**Text section**
>>>>>
I finally had a vegetable for lunch, an absolutely spectacular ‘eggplant’ and tofu lunch deal for 7 dollars.

Then in the afternoon we went to Red Rock, just outside Las Vegas, again driven around by Lion. It was just stunning. A canyon! The Wild West! And the colour of the rock. I’m not sure my camera was really good enough to pick it up. But it was really lovely to leave Las Vegas and see some of the country, and remember that there is a world outside this bizarre city.

Then, we were staffing a rally again. This didn’t actually involve much. There were supposed to be vegan protesters we were looking out for but they never materialised. I have decided to decline the opportunity to write a joke here.

We heard from some survivors of school shootings. Younger than me. One, whose sister was killed, described his ongoing mental health struggles. He loved that mental health services were included free in Medicare for All.

We got to listen to Nina Turner again, and I wasn’t quite sure how Bernie was going to follow that… but he delivered his best speech yet. He ran through all the hits – although these are still unfailingly embellished with lines revolutionary to American politics. Bringing up the rights of Climate migrants as a centrepiece of Climate justice. ‘If landlords don’t stop raising rents, we’ll stop them for you.’ Three people own more wealth than the bottom half of America.

But then at the end he provided something new. He detailed how all the big steps forward in American political history came from people on the streets in social movements, not from the top down. As he listed them, pausing for each – from female suffrage, to the civil rights movement, to the LGBT rights movement – the crowd swelled with energy and the arena reached fever pitch as the people felt themselves in touch with a revolutionary past.

‘This is a campaign for, by, and of the working class. At the end of the day, the 1% is just 1%.’

‘We’re taking on the Republican establishment.’ Cheer. ‘We’re taking on the Democratic establishment.’ Biggest cheer of the day.
<<<<<
**Recorded data**
>>>>>
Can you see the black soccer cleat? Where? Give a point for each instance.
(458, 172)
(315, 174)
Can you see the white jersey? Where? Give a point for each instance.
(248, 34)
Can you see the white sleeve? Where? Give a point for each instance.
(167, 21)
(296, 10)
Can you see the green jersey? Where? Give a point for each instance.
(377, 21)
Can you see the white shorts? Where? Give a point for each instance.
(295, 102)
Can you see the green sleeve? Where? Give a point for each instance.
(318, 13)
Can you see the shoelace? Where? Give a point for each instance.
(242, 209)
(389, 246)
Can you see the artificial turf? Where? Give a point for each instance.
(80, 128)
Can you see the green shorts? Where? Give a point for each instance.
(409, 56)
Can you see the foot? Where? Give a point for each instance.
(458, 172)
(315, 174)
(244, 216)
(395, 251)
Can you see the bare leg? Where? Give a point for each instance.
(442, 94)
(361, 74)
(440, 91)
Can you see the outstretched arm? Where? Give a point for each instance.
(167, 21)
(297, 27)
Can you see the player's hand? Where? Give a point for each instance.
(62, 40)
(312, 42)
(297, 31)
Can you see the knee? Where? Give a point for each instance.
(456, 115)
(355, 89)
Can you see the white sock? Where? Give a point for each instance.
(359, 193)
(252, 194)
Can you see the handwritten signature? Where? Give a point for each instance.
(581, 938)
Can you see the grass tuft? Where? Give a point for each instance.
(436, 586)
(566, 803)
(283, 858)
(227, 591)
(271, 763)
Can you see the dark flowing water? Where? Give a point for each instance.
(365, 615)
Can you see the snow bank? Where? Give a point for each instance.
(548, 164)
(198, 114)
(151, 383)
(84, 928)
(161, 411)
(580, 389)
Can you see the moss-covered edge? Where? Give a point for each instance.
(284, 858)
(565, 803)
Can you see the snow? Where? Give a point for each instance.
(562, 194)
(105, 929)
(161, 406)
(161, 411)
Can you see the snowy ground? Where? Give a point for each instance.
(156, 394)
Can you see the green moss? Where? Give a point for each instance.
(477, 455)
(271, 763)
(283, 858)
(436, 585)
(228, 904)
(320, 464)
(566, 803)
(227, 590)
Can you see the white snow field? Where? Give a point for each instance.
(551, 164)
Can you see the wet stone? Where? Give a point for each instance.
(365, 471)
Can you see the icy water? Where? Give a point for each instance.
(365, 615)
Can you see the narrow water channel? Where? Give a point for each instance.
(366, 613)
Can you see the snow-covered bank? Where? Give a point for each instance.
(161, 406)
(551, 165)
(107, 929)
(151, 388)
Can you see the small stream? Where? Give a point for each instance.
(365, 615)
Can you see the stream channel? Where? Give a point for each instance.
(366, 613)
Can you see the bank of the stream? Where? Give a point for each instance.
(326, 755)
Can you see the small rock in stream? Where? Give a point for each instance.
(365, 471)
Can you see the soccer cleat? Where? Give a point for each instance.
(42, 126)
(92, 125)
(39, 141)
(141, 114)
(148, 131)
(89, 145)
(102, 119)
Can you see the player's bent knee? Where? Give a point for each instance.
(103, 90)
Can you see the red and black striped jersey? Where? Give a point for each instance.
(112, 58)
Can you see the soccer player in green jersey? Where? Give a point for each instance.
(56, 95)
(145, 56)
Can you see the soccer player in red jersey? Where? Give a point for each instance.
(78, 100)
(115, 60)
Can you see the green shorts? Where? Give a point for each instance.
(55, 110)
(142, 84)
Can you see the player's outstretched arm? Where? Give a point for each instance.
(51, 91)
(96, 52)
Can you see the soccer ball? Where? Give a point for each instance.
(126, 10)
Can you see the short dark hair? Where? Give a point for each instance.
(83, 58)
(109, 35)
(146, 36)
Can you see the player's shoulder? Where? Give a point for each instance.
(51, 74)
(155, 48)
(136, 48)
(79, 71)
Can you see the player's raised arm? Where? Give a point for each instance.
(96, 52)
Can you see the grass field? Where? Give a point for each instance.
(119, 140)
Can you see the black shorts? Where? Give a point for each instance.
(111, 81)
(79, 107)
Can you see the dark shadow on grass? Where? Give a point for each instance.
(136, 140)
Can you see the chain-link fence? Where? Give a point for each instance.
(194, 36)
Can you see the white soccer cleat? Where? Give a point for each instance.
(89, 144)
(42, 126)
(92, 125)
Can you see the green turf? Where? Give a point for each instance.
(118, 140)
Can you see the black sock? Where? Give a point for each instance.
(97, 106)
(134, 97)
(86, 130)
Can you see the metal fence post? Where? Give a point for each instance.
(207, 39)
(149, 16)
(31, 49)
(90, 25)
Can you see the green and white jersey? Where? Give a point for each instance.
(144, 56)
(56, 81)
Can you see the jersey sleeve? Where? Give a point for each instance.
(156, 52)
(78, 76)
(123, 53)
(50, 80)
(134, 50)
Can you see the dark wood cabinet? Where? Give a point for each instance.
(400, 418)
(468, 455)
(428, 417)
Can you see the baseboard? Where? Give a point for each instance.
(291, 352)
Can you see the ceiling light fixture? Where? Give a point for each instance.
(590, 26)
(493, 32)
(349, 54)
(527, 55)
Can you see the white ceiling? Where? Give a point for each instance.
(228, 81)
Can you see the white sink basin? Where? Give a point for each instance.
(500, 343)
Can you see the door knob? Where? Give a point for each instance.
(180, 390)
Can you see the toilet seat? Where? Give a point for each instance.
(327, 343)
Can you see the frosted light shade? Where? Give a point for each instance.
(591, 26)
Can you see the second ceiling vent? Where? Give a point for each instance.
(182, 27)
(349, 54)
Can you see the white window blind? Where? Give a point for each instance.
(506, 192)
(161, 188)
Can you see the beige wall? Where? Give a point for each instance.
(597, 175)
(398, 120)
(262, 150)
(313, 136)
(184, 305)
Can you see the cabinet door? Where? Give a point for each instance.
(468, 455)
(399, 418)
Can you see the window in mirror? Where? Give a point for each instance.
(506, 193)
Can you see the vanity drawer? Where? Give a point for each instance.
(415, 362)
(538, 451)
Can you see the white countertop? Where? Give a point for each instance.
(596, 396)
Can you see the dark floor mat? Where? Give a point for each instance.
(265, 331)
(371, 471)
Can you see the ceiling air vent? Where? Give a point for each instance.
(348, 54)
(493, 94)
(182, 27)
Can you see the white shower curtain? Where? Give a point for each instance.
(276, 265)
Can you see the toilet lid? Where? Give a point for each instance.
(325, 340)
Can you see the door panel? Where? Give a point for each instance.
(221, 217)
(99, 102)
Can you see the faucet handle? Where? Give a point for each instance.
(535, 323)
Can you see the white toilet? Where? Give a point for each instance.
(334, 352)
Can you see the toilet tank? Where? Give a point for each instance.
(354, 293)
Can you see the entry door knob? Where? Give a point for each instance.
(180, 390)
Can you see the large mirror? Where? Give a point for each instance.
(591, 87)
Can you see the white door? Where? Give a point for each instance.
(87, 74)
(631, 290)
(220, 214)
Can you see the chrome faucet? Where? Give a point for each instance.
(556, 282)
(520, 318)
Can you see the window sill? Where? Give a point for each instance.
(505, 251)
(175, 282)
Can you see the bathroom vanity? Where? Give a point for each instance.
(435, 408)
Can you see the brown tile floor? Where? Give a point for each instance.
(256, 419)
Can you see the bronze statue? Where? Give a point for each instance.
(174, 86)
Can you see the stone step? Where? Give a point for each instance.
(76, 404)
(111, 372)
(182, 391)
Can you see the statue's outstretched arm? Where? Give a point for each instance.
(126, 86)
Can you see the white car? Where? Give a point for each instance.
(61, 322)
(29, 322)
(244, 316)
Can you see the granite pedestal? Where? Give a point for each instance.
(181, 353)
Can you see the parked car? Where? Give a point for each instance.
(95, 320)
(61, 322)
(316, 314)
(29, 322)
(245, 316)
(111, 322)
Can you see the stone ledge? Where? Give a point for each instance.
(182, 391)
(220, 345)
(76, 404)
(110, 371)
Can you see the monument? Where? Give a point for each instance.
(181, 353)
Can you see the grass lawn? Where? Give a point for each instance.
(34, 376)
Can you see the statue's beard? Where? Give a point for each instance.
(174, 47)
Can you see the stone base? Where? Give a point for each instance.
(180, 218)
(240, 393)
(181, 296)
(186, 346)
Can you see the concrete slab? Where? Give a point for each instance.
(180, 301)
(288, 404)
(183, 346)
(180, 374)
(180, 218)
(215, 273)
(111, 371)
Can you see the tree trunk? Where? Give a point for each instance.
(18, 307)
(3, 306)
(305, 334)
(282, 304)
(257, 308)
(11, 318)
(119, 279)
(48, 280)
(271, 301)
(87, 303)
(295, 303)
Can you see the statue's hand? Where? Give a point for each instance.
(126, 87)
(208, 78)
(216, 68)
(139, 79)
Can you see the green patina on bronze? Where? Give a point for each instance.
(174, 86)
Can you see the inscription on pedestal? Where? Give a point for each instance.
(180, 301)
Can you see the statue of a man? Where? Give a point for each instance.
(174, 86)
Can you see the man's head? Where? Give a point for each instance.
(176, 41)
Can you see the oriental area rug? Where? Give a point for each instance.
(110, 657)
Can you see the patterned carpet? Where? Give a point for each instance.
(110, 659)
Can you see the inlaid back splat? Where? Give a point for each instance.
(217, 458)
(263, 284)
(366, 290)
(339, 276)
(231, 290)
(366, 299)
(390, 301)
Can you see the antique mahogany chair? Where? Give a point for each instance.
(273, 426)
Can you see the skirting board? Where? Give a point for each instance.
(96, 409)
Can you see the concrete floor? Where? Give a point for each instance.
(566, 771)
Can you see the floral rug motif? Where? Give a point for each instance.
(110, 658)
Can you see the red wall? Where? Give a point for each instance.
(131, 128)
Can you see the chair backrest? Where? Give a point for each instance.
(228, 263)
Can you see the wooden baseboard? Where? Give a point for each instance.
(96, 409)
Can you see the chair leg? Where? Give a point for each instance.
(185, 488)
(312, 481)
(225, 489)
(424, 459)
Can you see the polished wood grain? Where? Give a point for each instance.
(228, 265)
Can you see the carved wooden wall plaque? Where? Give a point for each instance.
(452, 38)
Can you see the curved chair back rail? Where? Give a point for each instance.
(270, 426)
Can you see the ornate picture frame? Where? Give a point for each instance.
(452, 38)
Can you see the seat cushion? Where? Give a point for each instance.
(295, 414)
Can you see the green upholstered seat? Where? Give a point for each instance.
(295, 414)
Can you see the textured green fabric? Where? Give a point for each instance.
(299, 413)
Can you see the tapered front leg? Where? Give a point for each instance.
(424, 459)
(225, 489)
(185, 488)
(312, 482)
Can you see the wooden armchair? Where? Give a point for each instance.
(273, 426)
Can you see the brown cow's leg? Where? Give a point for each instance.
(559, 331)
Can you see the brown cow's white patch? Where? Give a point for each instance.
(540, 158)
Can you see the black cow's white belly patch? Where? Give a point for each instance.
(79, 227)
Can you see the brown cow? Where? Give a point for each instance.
<<<<<
**What to work on**
Carry on the Las Vegas travel diary about the Bernie Sanders rally, picking up right after its last line.

**Result below**
‘They’re getting nervous! Well you know what, they ain’t gonna stop us.’

This was a genuinely great speech. I can picture it in a textbook in 30 years: the ‘They’re Not Going To Stop Us’ speech. How America’s first Democratic Socialist President did it. The moment the momentum became too great. How he completely changed the rules of what American presidential candidates can say. What they must say.

Afterwards, the volunteers got to take a picture all together with Bernie, and my height finally paid off as I was able to be at the front, and indeed at the centre, and so Bernie came and stood right next to me. He has such generous and bright smile – right at me it was. They do have better teeth in America.

This time I managed to say ‘thank you,’ and tell him how much it meant. He squeezed my back in half a hug as he posed for a photo (which we’ll get off the campaign in a couple of weeks). It is, of course, a mistake to stan politicians. As the slogan says, this is not about him, it is about the movement. He is just a man. But it felt pretty great, I’m not going to lie.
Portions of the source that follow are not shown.